With the string "clicks" as the filter, copy each matching line from the records.

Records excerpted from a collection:

====

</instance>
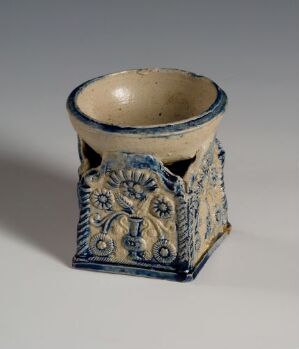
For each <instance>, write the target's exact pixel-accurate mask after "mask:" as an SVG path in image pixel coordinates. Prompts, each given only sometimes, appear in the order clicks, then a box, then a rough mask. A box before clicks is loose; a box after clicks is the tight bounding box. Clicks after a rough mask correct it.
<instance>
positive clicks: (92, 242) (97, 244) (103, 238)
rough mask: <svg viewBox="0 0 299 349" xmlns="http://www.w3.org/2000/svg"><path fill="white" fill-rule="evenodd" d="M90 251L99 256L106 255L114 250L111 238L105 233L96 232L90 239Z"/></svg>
mask: <svg viewBox="0 0 299 349" xmlns="http://www.w3.org/2000/svg"><path fill="white" fill-rule="evenodd" d="M90 250H91V253H92V254H94V255H96V256H99V257H107V256H109V255H110V254H111V253H112V252H114V250H115V244H114V242H113V240H112V239H111V238H110V237H109V236H107V235H106V234H97V235H94V236H93V237H92V238H91V239H90Z"/></svg>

====

RESULT OF THE TASK
For each <instance>, write the target's exact pixel-accurate mask after "mask:" as an SVG path in image pixel coordinates. Prompts, each given only sometimes, appear in the order clicks, then a box, then a rough mask. A box before clicks is loose; a box after clicks is the tight bounding box. Clicks after a rough mask correct it.
positive clicks: (92, 242) (97, 244) (103, 238)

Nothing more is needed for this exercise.